• _Yapılacak görevler_:
A. Onuncu cinayeti anlatan pasaja göre anlatıcı, nutuklarıyla kaç tabur askeri itaate getirmiştir?
B. Onuncu cinayeti anlatan pasajı, "Ben onların hareketini, şecaatlerini" sözlerinden başlayıp "böyle âsân olmazdı." sözleri de dahil olmak üzere aynen yineleyin.
C. Onuncu cinayeti anlatan pasajın devamını, gösterilen son cümleden sonrasından başlayarak yazın.

• _Alıntılanan pasaj_:
Ben onların hareketini, şecaatlerini okşadım. Zira efkâr-ı umumiyenin yalancı tercümanı olan gazeteler, nazarımıza hareketlerini meşru göstermişlerdi. Ben de takdir ile beraber, nasihatimi bir derece tesir ettirdim. İsyanı bir derece bastırdım. Yoksa böyle âsân olmazdı.

Ben ki bilfiil tımarhaneyi ziyaret etmiş bir adamım “Neme lâzım, böyle işleri akıllılar düşünsün.” demediğimden cinayet ettim…

ONUNCU CİNAYET: Harbiye Nezaretindeki askerler içine cuma günü ulema ile beraber gittim. Gayet müessir nutuklarla sekiz tabur askeri itaate getirdim. Nasihatlerim tesirini sonradan gösterdi. İşte nutkun sureti:

Ey asakir-i muvahhidîn! Otuz milyon Osmanlı ve üç yüz milyon İslâm’ın namusu ve haysiyeti ve saadeti ve bayrak-ı tevhidi, bir cihette sizin itaatinize vâbestedir. Sizin zabitleriniz bir günah ile kendi nefsine zulmetse siz bu itaatsizlikle üç yüz milyon İslâm’a zulmediyorsunuz. Zira bu itaatsizlikle uhuvvet-i İslâmiyeyi tehlikeye atıyorsunuz.

• _Çıkarılan malzeme_:
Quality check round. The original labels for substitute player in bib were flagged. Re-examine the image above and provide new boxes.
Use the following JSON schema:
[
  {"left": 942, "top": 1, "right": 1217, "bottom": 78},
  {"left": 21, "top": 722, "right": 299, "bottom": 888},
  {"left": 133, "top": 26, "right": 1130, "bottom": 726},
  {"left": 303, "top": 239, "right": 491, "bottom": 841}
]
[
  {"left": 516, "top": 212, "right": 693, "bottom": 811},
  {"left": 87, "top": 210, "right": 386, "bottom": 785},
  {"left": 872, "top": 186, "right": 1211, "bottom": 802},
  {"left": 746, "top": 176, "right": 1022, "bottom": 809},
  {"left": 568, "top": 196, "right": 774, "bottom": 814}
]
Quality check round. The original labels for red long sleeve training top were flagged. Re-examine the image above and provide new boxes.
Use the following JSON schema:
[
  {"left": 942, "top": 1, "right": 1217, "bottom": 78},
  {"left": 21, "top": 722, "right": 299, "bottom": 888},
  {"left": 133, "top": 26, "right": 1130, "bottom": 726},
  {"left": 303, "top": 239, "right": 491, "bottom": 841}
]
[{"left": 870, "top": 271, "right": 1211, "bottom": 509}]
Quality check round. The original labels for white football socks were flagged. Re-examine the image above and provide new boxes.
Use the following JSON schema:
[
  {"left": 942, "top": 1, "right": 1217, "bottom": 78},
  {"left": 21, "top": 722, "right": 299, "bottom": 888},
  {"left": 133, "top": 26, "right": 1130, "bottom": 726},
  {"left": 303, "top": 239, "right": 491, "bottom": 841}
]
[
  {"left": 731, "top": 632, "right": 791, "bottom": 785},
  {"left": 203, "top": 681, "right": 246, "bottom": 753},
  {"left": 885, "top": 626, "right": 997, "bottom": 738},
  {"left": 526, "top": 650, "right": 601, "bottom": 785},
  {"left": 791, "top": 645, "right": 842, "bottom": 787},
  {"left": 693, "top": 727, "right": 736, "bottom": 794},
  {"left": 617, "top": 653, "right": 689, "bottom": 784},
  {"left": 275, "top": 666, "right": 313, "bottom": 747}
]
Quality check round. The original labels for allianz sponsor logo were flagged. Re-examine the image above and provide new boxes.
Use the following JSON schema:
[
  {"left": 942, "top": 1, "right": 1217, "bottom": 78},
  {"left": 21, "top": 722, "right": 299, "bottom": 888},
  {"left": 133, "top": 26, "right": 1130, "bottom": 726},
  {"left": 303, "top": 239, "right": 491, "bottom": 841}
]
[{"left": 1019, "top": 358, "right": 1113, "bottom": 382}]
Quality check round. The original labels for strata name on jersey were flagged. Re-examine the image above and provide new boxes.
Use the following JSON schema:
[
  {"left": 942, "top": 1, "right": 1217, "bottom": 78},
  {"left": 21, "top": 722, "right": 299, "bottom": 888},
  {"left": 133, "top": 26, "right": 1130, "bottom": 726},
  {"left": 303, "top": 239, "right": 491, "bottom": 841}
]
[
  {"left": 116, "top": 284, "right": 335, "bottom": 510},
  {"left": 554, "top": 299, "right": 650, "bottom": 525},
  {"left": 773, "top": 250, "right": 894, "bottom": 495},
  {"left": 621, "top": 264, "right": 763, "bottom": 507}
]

---

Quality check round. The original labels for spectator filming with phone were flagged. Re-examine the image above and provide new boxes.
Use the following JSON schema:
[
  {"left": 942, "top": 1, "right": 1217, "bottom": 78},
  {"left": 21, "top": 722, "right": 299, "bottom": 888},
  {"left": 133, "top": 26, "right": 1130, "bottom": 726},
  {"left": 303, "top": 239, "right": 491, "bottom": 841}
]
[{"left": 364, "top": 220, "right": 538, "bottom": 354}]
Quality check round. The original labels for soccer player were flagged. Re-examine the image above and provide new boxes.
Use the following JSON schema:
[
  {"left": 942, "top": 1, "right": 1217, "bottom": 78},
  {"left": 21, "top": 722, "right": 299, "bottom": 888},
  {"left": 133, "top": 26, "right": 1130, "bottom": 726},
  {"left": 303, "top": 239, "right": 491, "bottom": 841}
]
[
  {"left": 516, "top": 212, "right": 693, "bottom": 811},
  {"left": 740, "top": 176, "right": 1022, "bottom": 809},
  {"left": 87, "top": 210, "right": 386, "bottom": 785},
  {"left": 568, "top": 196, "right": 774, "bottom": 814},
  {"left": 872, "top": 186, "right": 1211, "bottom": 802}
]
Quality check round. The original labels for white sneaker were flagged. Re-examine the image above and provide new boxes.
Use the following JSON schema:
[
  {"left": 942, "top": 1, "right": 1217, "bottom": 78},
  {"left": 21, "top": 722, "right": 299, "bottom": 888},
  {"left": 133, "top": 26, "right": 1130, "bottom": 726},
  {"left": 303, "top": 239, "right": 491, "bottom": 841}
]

* * *

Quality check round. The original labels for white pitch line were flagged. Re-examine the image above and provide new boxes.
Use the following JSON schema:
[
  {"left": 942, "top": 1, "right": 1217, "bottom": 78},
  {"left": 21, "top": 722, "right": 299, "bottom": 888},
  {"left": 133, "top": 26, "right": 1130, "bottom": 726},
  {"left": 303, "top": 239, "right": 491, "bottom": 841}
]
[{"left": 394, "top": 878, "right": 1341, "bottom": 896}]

• _Görev yanıtları_:
A. Anlatıcı, nutuklarıyla sekiz tabur askeri itaate getirmiştir.

B.
Ben onların hareketini, şecaatlerini okşadım. Zira efkâr-ı umumiyenin yalancı tercümanı olan gazeteler, nazarımıza hareketlerini meşru göstermişlerdi. Ben de takdir ile beraber, nasihatimi bir derece tesir ettirdim. İsyanı bir derece bastırdım. Yoksa böyle âsân olmazdı.

C.
Biliniz ki: Asker ocağı cesîm ve muntazam bir fabrikaya benzer. Bir çark itaatsizlik etse bütün fabrika herc ü merc olur. Asker neferatı siyasete karışmaz. Yeniçeriler şahittir. Siz Şeriat dersiniz, halbuki Şeriata muhalefet ediyorsunuz ve lekedar ediyorsunuz. Şeriatla, Kur’an’la, hadîsle, hikmetle, tecrübeyle sabittir ki: Sağlam dindar, hakperest ulü’l-emre itaat farzdır. Sizin ulü’l-emriniz, üstadınız zabitlerinizdir.

Nasıl ki mahir mühendis, hâzık tabip bir cihette günahkâr olsalar tıp ve hendeselerine zarar vermez. Kezalik münevverü’l-efkâr ve fenn-i harbe aşina, mektepli, hamiyetli, mü’min zabitlerinizin bir cüz’î nâmeşru hareketi için itaatinize halel vermekle Osmanlılara, İslâmlara zulmetmeyiniz! Zira itaatsizlik yalnız bir zulüm değil, milyonlarca nüfusun hakkına bir nevi tecavüz demektir. Bilirsiniz ki bu zamanda bayrak-ı tevhid-i İlahî sizin yed-i şecaatinizdedir. O yed’in kuvveti de itaat ve intizamdır. Zira bin muntazam ve mutî asker, yüz bin başıbozuğa mukabildir. Ne hâcet, yüz sene zarfında otuz milyon nüfusun vücuda getirmediği böyle pek çok kan döktüren inkılabları siz itaatinizle kan dökmeden yaptınız.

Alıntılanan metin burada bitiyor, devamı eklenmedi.